Work instructions
The data below should be printed in full, exactly, and without any of its images.

Source records
•••••
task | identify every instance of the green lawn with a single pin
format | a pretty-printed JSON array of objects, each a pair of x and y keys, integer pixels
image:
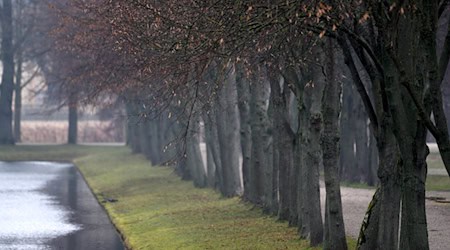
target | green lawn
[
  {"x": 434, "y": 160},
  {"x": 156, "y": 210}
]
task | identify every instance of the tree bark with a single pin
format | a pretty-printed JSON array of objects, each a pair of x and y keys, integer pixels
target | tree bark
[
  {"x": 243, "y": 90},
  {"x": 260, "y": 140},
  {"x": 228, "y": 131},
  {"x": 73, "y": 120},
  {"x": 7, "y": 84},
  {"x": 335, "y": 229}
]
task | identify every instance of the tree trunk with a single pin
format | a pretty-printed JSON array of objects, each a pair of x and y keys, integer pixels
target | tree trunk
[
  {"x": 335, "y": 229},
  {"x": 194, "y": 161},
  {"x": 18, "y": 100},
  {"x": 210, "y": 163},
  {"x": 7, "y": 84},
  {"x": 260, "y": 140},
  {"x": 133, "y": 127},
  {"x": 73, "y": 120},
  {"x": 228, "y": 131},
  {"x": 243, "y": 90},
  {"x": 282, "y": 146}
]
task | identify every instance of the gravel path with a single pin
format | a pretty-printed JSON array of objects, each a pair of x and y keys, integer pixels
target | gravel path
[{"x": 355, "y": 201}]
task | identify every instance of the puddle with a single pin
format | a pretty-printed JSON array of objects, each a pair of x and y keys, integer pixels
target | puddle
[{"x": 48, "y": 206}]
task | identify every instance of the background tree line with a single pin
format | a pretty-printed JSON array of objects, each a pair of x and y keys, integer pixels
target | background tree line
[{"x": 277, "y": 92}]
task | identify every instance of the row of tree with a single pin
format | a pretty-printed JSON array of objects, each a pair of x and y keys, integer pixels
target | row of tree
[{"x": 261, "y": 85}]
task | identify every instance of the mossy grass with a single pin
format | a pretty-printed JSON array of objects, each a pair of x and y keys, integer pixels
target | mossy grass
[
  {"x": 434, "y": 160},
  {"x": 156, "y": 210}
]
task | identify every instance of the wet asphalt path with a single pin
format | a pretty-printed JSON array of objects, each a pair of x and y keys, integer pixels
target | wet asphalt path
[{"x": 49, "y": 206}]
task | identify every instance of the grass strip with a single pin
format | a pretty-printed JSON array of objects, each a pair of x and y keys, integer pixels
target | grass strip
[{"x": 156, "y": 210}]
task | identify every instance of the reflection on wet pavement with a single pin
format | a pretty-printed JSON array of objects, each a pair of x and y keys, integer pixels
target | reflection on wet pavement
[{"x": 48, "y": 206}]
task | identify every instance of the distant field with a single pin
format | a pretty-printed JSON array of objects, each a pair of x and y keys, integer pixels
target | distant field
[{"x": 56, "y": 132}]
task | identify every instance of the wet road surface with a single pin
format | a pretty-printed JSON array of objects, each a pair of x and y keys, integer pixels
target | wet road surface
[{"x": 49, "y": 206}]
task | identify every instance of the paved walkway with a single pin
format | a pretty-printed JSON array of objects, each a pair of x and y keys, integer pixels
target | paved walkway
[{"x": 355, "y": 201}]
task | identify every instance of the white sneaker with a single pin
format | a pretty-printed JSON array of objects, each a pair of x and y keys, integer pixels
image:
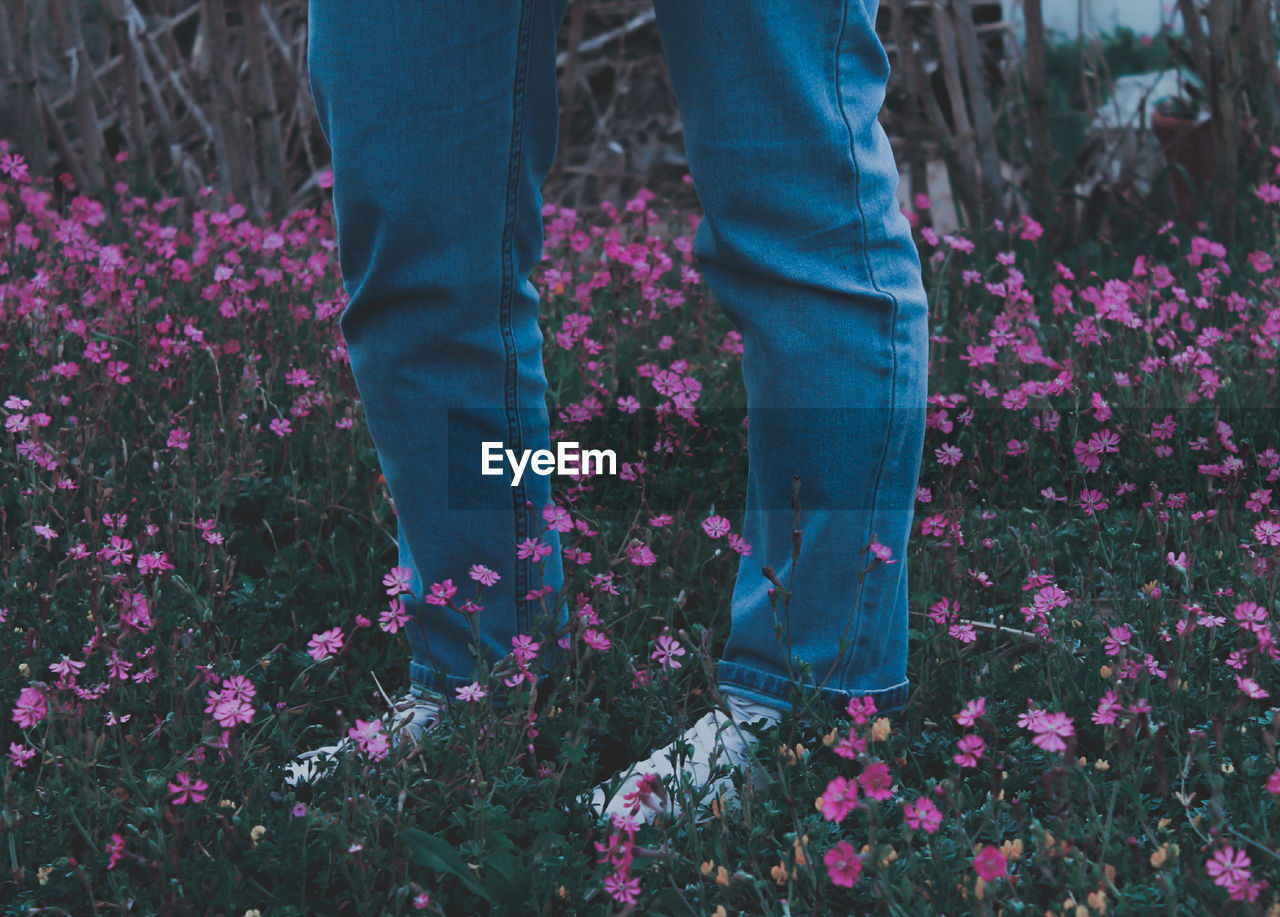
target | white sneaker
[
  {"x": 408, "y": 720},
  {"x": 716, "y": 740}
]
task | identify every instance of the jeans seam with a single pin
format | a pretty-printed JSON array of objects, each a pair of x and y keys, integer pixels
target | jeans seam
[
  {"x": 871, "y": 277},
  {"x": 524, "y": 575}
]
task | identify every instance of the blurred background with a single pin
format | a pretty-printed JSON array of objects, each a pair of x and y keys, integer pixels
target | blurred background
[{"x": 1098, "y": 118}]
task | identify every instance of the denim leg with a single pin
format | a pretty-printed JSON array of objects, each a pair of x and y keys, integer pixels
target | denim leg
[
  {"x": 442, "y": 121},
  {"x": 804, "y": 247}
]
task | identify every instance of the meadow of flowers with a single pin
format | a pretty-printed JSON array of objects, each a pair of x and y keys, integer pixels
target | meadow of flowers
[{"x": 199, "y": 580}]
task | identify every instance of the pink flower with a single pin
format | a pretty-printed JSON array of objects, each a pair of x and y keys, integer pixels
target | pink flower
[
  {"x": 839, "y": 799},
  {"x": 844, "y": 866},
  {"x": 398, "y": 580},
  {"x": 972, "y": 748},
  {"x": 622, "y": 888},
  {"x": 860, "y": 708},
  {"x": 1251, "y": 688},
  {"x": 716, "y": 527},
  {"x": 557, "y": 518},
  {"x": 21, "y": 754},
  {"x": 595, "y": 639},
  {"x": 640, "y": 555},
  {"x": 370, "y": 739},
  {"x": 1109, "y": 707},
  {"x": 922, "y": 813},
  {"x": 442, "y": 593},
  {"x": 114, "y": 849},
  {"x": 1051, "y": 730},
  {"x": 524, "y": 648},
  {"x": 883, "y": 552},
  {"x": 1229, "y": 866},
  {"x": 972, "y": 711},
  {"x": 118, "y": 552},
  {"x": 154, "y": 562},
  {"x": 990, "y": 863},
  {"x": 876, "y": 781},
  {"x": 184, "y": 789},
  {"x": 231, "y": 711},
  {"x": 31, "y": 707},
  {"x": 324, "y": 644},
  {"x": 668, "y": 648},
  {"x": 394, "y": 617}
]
•••••
Correct output
task | identify every instance of the green lawn with a single pin
format | a pretty-printed JSON array of objects, each a pair of x and y keys, integer pixels
image:
target | green lawn
[
  {"x": 434, "y": 160},
  {"x": 156, "y": 210}
]
task | identify every instance of the tree bark with a single pin
format | a pretty-printed JSON array of objects, each a pair of x and y keys, integer pixels
target | tree bark
[
  {"x": 243, "y": 90},
  {"x": 260, "y": 140},
  {"x": 228, "y": 131},
  {"x": 73, "y": 120},
  {"x": 7, "y": 84},
  {"x": 335, "y": 229}
]
task | identify every instance of the tree trunk with a single pin
format | a pretty-printed JSON array of objects, each a pair of x and y keys, integer pixels
target | tree trunk
[
  {"x": 335, "y": 229},
  {"x": 194, "y": 161},
  {"x": 18, "y": 100},
  {"x": 210, "y": 163},
  {"x": 7, "y": 84},
  {"x": 260, "y": 140},
  {"x": 133, "y": 127},
  {"x": 73, "y": 120},
  {"x": 228, "y": 131},
  {"x": 243, "y": 90},
  {"x": 282, "y": 146}
]
task | identify every instance of the gravel path with a single pin
format | a pretty-printed JSON array of objects, each a pair of x and y keys, integer pixels
target | gravel path
[{"x": 355, "y": 201}]
task | identify every instance of the puddle with a single pin
format | a pretty-printed JSON array of objects, each a pair of x and y keys, integer pixels
target | puddle
[{"x": 48, "y": 206}]
task | identify every instance of the background tree line with a single pin
format | a pretty-printed JSON array of objects, each a pair of x and y keys, integer pixels
target | background tree line
[{"x": 277, "y": 92}]
task | identify every instance of the row of tree with a single pin
format | a pretty-printed JSON array of objects, each a pair of x and y keys, integer pixels
target | row of tree
[{"x": 261, "y": 85}]
task | identify every instance of the mossy grass with a single pin
format | a pretty-printed JSON array of objects, each a pair of x and y keys, integer pixels
target | mossy grass
[
  {"x": 434, "y": 160},
  {"x": 156, "y": 210}
]
task | identify every instance of the wet asphalt path with a single pin
format | a pretty-printed JSON array of objects, each a pair of x and y keys, integer pixels
target | wet asphalt path
[{"x": 49, "y": 206}]
task | identify every instance of the grass strip with a single pin
format | a pretty-printed JSON array of objects, each a pair of x and y keys, integer pixels
target | grass strip
[{"x": 156, "y": 210}]
task | identify every instance of the reflection on wet pavement with a single pin
format | a pretty-printed JSON array of objects, each a pair of x and y keys, integer pixels
target | reflection on wet pavement
[{"x": 48, "y": 206}]
task | identify every instance of the distant field with a single pin
format | a pretty-printed JSON array of objects, each a pair of x and y keys, integer pixels
target | distant field
[{"x": 56, "y": 132}]
task | identify every instance of the wet road surface with a single pin
format | a pretty-printed JSON array of objects, each a pair of x and y keys, integer pixels
target | wet road surface
[{"x": 49, "y": 206}]
task | identify every instance of the paved walkway with a single pin
format | a pretty-printed JSON array of objects, each a pair of x and y keys, integer pixels
target | paved walkway
[{"x": 355, "y": 201}]
task | identify every instance of the white sneaker with a single pin
format | a pretty-printed JSON array of objects, each a pair of x and y keys, integer pixels
image:
target | white sneaker
[
  {"x": 408, "y": 720},
  {"x": 716, "y": 740}
]
task | identify every instance of the jeans seam with a single pin
format | a pretty-printed JSON array of objects, each a pair of x and y keys, integer pixels
target | jeans seam
[
  {"x": 871, "y": 277},
  {"x": 524, "y": 575}
]
task | identify every instance of the blurred background with a single pin
format | a pretty-printed JSON array of objects, each a pair of x and y keys, integer pixels
target | blurred background
[{"x": 1098, "y": 118}]
task | identify every instance of the denim leg with a single pin
format | a pretty-printed JSON array of objects, each a pair of x and y keys, integer pixels
target | denim leg
[
  {"x": 442, "y": 121},
  {"x": 804, "y": 247}
]
task | identify every instance of the meadow of flowers with a single pin
format | a pretty-printed JSON array of objects, each a pair of x and y keys, integer pixels
target | meadow of flowers
[{"x": 199, "y": 580}]
task | identify every instance of the pink flower with a single pin
format | a pretty-printed JSON array of objects, each a pair of x and y keys, integer pixels
target | pink flower
[
  {"x": 839, "y": 799},
  {"x": 844, "y": 866},
  {"x": 398, "y": 580},
  {"x": 972, "y": 748},
  {"x": 622, "y": 888},
  {"x": 860, "y": 708},
  {"x": 1251, "y": 688},
  {"x": 716, "y": 527},
  {"x": 557, "y": 518},
  {"x": 21, "y": 754},
  {"x": 595, "y": 639},
  {"x": 640, "y": 555},
  {"x": 370, "y": 739},
  {"x": 1109, "y": 707},
  {"x": 922, "y": 813},
  {"x": 442, "y": 593},
  {"x": 114, "y": 849},
  {"x": 1051, "y": 730},
  {"x": 524, "y": 648},
  {"x": 883, "y": 552},
  {"x": 1229, "y": 866},
  {"x": 972, "y": 711},
  {"x": 118, "y": 552},
  {"x": 154, "y": 562},
  {"x": 990, "y": 863},
  {"x": 876, "y": 781},
  {"x": 184, "y": 789},
  {"x": 231, "y": 711},
  {"x": 31, "y": 707},
  {"x": 324, "y": 644},
  {"x": 668, "y": 648},
  {"x": 394, "y": 617}
]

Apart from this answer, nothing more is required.